#### [Do this]
Return, verbatim, the lines of the material starting with the line containing "Find the street" and continuing through the last line of the material.

==========

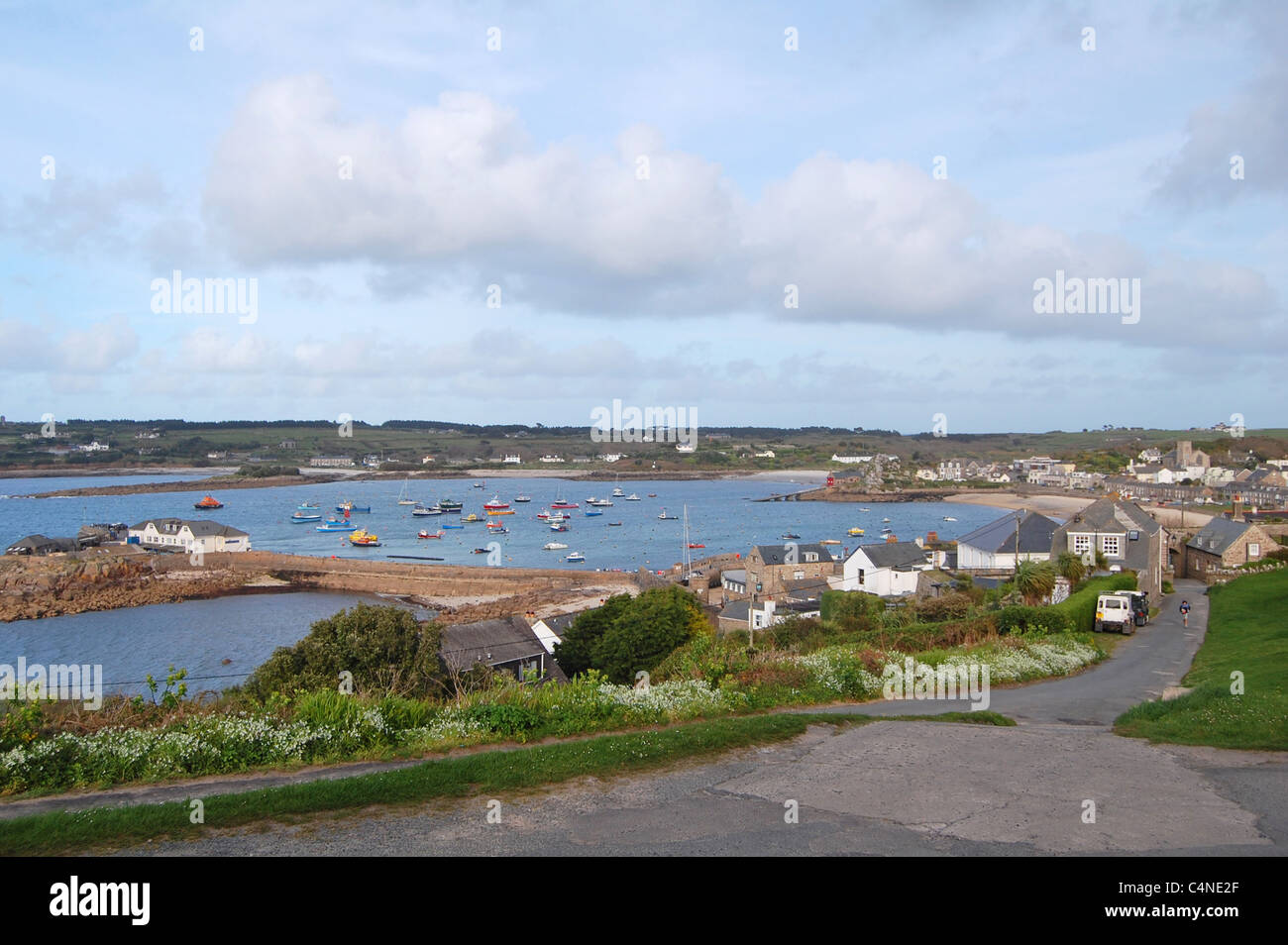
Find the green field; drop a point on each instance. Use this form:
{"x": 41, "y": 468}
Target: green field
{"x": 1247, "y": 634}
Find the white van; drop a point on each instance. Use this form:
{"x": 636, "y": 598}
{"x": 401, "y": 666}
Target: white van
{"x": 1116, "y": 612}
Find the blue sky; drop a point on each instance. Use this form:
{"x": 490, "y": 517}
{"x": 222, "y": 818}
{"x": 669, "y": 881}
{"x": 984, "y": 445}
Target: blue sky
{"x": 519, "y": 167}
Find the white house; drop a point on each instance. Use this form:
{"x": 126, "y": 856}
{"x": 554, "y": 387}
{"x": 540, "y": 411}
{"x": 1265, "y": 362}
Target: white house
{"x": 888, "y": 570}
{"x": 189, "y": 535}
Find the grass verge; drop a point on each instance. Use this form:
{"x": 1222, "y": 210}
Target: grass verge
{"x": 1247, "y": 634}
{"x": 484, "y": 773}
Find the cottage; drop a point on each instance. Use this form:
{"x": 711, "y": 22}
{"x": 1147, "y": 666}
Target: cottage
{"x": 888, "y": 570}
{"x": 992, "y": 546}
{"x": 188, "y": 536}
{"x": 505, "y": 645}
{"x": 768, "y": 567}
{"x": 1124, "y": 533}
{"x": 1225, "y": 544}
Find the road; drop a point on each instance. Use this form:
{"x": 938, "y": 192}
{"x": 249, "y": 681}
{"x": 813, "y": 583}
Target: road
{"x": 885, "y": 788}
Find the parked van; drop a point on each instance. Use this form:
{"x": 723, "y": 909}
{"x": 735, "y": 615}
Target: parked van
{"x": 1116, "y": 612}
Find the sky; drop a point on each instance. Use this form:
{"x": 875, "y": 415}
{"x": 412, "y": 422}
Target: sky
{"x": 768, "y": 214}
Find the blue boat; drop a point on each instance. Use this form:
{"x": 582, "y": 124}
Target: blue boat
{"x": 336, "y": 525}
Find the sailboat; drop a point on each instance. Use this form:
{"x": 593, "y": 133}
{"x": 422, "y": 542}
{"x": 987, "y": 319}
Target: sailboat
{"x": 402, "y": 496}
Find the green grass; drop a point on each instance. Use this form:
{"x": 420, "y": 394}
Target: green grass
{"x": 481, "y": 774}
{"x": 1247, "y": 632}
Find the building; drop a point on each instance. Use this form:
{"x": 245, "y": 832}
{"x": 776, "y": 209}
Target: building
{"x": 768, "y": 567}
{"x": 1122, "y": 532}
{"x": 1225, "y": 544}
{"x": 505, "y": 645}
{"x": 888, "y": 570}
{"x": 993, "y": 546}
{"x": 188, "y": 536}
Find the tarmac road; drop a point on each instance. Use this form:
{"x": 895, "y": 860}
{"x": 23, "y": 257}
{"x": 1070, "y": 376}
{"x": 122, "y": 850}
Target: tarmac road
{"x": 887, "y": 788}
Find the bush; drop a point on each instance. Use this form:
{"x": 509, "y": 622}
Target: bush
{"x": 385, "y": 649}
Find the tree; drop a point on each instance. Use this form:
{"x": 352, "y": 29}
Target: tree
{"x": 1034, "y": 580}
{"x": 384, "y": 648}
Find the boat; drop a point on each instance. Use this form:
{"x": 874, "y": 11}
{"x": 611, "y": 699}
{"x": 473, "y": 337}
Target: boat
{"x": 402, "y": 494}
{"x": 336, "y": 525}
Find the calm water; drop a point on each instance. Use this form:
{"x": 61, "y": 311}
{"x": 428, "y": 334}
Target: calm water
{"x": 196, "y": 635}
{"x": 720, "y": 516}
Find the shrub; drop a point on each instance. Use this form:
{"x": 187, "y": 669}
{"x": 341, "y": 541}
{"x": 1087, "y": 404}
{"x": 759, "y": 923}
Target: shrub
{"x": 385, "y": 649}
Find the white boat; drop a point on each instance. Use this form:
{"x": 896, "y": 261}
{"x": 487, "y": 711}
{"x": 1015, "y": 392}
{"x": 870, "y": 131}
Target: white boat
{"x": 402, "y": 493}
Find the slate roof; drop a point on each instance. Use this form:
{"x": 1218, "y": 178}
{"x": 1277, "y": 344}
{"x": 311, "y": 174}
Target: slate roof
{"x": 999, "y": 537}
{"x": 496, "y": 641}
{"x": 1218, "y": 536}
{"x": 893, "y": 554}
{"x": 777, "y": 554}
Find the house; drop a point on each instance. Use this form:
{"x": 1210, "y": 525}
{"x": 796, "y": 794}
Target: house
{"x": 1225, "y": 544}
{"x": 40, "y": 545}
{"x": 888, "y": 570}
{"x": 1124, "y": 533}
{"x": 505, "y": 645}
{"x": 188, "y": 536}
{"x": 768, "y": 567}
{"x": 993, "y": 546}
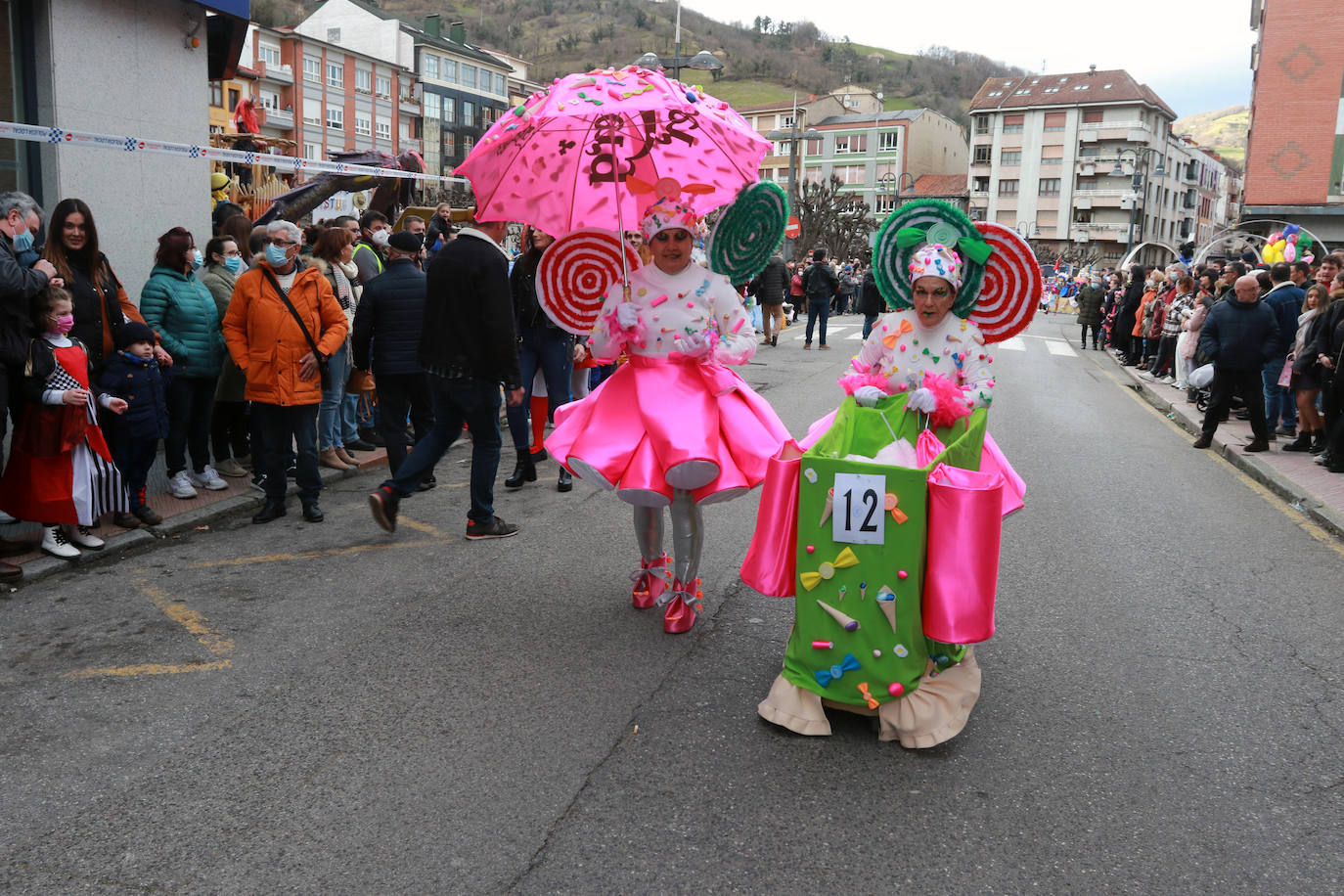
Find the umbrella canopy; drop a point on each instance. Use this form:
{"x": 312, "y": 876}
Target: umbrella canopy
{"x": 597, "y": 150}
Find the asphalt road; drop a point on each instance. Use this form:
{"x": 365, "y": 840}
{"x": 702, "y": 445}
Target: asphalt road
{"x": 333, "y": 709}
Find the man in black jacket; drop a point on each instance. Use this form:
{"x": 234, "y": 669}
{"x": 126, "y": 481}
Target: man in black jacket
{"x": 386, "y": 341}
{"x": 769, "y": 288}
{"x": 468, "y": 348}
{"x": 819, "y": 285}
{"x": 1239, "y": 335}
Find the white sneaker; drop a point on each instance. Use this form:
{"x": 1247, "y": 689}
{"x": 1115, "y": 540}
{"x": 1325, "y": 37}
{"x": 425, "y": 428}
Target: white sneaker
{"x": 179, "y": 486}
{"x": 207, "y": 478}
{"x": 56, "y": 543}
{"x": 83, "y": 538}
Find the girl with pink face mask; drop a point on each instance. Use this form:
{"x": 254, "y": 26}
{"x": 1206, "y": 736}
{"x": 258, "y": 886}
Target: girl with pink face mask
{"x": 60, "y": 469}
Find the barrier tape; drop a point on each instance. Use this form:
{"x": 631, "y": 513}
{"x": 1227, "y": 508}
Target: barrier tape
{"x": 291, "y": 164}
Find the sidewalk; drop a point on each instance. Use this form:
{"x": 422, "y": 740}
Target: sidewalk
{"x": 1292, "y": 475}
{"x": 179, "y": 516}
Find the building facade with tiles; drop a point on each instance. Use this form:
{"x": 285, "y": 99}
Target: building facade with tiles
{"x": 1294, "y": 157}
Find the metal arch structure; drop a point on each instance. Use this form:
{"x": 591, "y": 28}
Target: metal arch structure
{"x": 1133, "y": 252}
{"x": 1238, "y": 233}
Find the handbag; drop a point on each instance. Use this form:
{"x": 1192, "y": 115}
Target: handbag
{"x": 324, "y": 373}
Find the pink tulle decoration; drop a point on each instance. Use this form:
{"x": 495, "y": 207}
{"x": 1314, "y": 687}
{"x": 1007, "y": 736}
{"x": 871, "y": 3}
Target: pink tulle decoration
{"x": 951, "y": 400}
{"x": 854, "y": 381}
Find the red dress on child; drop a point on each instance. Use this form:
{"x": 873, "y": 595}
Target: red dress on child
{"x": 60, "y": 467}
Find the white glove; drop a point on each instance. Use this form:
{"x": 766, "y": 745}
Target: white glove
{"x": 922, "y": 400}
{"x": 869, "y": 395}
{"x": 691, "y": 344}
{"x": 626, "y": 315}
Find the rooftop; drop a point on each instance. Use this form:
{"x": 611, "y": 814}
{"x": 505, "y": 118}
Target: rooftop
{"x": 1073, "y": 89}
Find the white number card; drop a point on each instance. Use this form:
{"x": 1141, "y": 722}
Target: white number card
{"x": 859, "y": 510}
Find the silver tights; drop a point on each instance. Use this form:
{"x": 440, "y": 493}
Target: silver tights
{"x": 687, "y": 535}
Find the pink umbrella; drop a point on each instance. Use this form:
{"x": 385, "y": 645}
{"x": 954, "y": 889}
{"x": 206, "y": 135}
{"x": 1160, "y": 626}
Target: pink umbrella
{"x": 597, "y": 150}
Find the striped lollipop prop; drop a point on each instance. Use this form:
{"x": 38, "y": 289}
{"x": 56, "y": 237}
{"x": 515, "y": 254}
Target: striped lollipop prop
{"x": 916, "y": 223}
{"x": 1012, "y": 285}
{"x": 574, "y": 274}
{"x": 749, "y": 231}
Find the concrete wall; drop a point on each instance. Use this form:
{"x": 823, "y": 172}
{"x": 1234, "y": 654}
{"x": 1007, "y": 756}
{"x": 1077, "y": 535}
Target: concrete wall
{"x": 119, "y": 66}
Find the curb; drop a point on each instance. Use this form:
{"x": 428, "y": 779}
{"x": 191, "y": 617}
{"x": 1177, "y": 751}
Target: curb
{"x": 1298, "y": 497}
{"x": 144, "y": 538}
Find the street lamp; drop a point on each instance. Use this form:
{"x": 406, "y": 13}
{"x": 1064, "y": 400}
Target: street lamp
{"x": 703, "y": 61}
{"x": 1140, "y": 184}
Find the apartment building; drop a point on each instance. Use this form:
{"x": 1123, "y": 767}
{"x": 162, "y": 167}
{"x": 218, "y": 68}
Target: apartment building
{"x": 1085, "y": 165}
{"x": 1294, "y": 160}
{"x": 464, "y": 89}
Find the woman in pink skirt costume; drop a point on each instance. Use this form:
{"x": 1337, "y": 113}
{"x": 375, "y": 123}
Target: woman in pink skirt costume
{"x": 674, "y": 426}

==========

#### [Response to this exercise]
Find the street lamp; drop a point on each instance. Use this form:
{"x": 406, "y": 13}
{"x": 1064, "y": 400}
Target: street lamp
{"x": 703, "y": 61}
{"x": 1140, "y": 184}
Find the apartment building; drop a point on each instance. Use this form:
{"x": 1123, "y": 767}
{"x": 162, "y": 167}
{"x": 218, "y": 68}
Target: apartment building
{"x": 1085, "y": 165}
{"x": 1294, "y": 160}
{"x": 464, "y": 89}
Find the woman in pink skirt costume; drop a point on each instance. Use this form:
{"x": 1337, "y": 113}
{"x": 375, "y": 123}
Target: woman in pink skirt costume
{"x": 674, "y": 426}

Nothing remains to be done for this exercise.